WHAT IS ASKED:
Copy the listing below verbatim, keeping every line in its original order.

Dataset rows:

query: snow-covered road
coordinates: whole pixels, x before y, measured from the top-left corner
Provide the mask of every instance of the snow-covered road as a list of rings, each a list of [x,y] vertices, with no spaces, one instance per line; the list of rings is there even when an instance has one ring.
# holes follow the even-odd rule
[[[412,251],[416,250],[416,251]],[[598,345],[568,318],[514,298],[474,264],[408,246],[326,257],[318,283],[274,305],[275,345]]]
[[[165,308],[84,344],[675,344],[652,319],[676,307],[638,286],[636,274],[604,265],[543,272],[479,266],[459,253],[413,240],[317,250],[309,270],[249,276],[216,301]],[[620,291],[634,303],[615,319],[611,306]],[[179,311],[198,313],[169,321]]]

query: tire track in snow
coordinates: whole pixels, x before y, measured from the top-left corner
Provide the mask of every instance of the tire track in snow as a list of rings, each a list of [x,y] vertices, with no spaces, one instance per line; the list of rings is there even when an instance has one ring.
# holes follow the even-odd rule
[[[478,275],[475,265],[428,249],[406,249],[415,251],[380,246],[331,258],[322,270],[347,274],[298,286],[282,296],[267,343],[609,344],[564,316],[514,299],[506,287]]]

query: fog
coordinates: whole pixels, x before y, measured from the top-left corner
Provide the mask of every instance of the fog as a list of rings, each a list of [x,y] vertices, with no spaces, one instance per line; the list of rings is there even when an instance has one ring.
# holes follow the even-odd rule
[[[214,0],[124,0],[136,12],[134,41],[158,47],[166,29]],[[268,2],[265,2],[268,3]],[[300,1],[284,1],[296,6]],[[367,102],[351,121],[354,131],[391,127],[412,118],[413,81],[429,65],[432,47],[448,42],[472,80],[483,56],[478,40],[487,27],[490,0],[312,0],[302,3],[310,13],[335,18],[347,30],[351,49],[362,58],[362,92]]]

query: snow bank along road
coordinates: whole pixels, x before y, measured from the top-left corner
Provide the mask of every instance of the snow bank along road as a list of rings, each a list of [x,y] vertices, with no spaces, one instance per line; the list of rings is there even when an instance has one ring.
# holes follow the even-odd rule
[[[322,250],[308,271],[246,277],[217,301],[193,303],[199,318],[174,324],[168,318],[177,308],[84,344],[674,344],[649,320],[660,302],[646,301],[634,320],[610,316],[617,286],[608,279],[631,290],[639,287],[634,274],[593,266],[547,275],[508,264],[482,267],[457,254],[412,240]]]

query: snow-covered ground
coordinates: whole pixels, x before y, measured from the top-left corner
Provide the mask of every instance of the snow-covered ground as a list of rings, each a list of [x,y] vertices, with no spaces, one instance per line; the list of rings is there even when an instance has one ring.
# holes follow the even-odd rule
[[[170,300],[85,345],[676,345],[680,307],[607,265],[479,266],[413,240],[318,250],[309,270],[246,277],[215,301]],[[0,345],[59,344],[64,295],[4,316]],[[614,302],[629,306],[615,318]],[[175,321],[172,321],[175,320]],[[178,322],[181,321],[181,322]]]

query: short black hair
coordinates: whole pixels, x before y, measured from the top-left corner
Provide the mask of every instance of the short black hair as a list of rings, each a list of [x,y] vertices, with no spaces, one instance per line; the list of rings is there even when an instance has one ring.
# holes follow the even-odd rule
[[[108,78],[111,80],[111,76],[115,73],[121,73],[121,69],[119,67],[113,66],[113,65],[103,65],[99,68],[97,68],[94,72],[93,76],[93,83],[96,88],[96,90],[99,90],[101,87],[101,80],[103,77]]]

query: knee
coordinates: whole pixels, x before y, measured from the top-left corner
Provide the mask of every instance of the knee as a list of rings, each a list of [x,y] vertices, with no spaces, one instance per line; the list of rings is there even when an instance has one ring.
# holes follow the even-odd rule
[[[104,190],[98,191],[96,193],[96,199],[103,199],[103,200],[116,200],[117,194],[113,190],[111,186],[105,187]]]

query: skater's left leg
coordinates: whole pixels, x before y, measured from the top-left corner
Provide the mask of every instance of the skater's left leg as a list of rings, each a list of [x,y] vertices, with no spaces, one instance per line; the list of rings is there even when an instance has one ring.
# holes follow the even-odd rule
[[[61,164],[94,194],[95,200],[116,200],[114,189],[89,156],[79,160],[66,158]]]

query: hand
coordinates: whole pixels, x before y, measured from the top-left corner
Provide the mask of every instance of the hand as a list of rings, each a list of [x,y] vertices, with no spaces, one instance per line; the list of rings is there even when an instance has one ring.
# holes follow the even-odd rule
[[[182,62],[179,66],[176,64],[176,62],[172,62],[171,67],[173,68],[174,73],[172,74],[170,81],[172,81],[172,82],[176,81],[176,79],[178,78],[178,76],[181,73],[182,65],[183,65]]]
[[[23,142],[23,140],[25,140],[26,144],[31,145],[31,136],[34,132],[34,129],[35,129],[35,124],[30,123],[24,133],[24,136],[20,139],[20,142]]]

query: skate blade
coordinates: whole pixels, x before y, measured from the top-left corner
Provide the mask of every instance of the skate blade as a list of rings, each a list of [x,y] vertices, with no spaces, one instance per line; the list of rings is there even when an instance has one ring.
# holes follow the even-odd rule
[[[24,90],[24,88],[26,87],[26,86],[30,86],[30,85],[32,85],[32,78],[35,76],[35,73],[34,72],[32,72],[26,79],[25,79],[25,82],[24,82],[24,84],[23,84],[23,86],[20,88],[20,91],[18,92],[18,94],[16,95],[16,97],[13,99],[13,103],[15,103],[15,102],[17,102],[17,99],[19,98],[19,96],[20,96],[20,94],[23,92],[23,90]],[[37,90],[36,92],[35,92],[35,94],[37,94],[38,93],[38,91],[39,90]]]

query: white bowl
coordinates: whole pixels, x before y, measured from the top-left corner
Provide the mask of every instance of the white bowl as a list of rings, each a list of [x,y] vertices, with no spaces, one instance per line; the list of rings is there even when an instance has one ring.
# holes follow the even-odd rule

SOLUTION FOR THIS EXERCISE:
query: snow-covered road
coordinates: whole pixels, x before y, measured from the top-left corner
Provide the mask of every instance of the snow-covered road as a list of rings, each a list of [x,y] vertices, with no spaces, one instance per line; the list of rings is there even when an instance has one ring.
# holes follow the even-odd rule
[[[412,251],[416,250],[416,251]],[[598,345],[568,318],[514,298],[474,264],[408,246],[326,257],[318,283],[274,305],[275,345]]]
[[[165,308],[84,344],[675,344],[652,319],[676,307],[638,286],[636,274],[604,265],[543,272],[479,266],[459,253],[413,240],[317,250],[309,270],[249,276],[216,301]],[[620,291],[634,303],[615,319],[611,306]],[[179,311],[198,313],[169,321]]]

query: tire track in snow
coordinates: whole pixels, x before y, measured from the top-left corner
Provide the mask of every instance of the tire track in snow as a list of rings, each a list of [x,y] vertices, with no spaces, one instance per line; the list of rings is there even when an instance has one ring.
# holes follow the even-odd rule
[[[478,275],[475,265],[428,249],[406,249],[415,251],[380,246],[331,258],[322,270],[347,274],[298,286],[282,296],[267,343],[609,344],[564,316],[514,299],[506,287]]]

query: fog
coordinates: whole pixels, x before y, measured from the top-left corner
Provide the mask of every instance of the fog as a list of rings, each a list of [x,y] vertices, with no spaces, one instance per line; the list of rings is there even when an instance has one ring.
# holes follow the even-odd rule
[[[214,0],[124,0],[136,12],[134,41],[158,47],[166,29]],[[268,2],[265,2],[268,3]],[[300,1],[284,1],[296,6]],[[367,102],[351,121],[354,131],[391,127],[412,118],[413,81],[429,65],[432,47],[448,42],[472,80],[483,56],[478,40],[487,27],[490,0],[312,0],[302,3],[310,13],[335,18],[347,30],[351,49],[362,58],[362,92]]]

query: snow bank along road
coordinates: whole pixels, x before y, measured from the top-left corner
Provide the mask of every instance of the snow bank along road as a list of rings, each a list of [x,y] vertices, with no spaces, one instance per line; the list of rings is there even when an instance has one ring.
# holes follow the even-odd rule
[[[322,250],[308,271],[246,277],[217,301],[193,303],[199,318],[174,324],[168,318],[177,308],[84,344],[674,344],[649,320],[660,302],[646,301],[634,320],[610,316],[617,286],[608,279],[631,290],[639,287],[634,274],[593,266],[547,275],[508,264],[482,267],[457,254],[412,240]]]

query: snow-covered ground
coordinates: whole pixels, x before y, measured from the top-left corner
Provide the mask of every instance of the snow-covered ground as a list of rings, each a list of [x,y] vertices, with no spaces, one instance per line; the list of rings is there even when an instance has one ring.
# holes follow the even-odd rule
[[[170,300],[85,345],[676,345],[680,307],[607,265],[479,266],[413,240],[318,250],[309,270],[246,277],[215,301]],[[0,345],[59,344],[64,295],[4,316]],[[614,302],[629,306],[615,318]],[[175,321],[172,321],[175,320]],[[178,322],[181,321],[181,322]]]

query: short black hair
coordinates: whole pixels, x before y, measured from the top-left corner
Provide the mask of every instance of the short black hair as a list of rings, each a list of [x,y] vertices, with no spaces, one instance per line; the list of rings is there even when an instance has one ring.
# holes follow the even-odd rule
[[[108,78],[111,80],[111,76],[115,73],[121,73],[121,69],[119,67],[113,66],[113,65],[103,65],[99,68],[97,68],[94,72],[93,76],[93,83],[96,88],[96,90],[99,90],[101,87],[101,80],[103,77]]]

query: knee
coordinates: whole pixels, x before y, measured from the top-left corner
Provide the mask of every instance of the knee as a list of rings, each a list of [x,y] vertices, with no spaces, one instance per line; the list of rings is there even when an instance has one ring.
# holes follow the even-odd rule
[[[104,190],[98,191],[96,193],[96,199],[103,199],[103,200],[116,200],[117,194],[113,190],[111,186],[105,187]]]

query: skater's left leg
coordinates: whole pixels, x before y, measured from the top-left corner
Provide the mask of every instance of the skater's left leg as a list of rings, each a list of [x,y] vertices, with no spaces, one instance per line; the list of rings is there even when an instance has one ring.
# holes follow the even-odd rule
[[[61,164],[94,194],[95,200],[116,200],[114,189],[89,156],[79,160],[66,158]]]

query: hand
coordinates: whole pixels, x before y, measured from the top-left corner
Provide the mask of every instance of the hand as a list of rings, each a list of [x,y] vertices, with no spaces, one instance per line; the list of rings is there even when an instance has one ring.
# holes follow the even-odd rule
[[[182,62],[179,66],[176,64],[176,62],[172,62],[171,67],[173,68],[174,73],[172,74],[170,81],[172,81],[172,82],[176,81],[176,79],[178,78],[178,76],[181,73],[182,65],[183,65]]]
[[[23,142],[23,140],[25,140],[26,144],[31,145],[31,136],[34,132],[34,129],[35,129],[35,124],[30,123],[24,133],[24,136],[20,139],[20,142]]]

query: skate blade
coordinates: whole pixels, x before y, measured from the top-left corner
Provide the mask of every instance of the skate blade as a list of rings, each a list of [x,y] vertices, with no spaces, one instance per line; the list of rings is there even when an instance has one ring.
# holes follow the even-odd rule
[[[24,90],[24,88],[26,87],[26,86],[30,86],[30,85],[32,85],[32,78],[35,76],[35,73],[34,72],[32,72],[26,79],[25,79],[25,82],[24,82],[24,84],[23,84],[23,86],[20,88],[20,91],[18,92],[18,94],[16,95],[16,97],[13,99],[13,103],[15,103],[15,102],[17,102],[17,99],[19,98],[19,96],[20,96],[20,94],[23,92],[23,90]],[[37,90],[36,92],[35,92],[35,94],[37,94],[38,93],[38,91],[39,90]]]

query: white bowl
coordinates: whole pixels, x before y, measured from the top-left corner
Provide the mask of every instance of the white bowl as a list of rings, each a list of [x,y] vertices, with no spaces, one instance per line; the list of rings is there even when an instance has one ring.
# holes follow the even-odd rule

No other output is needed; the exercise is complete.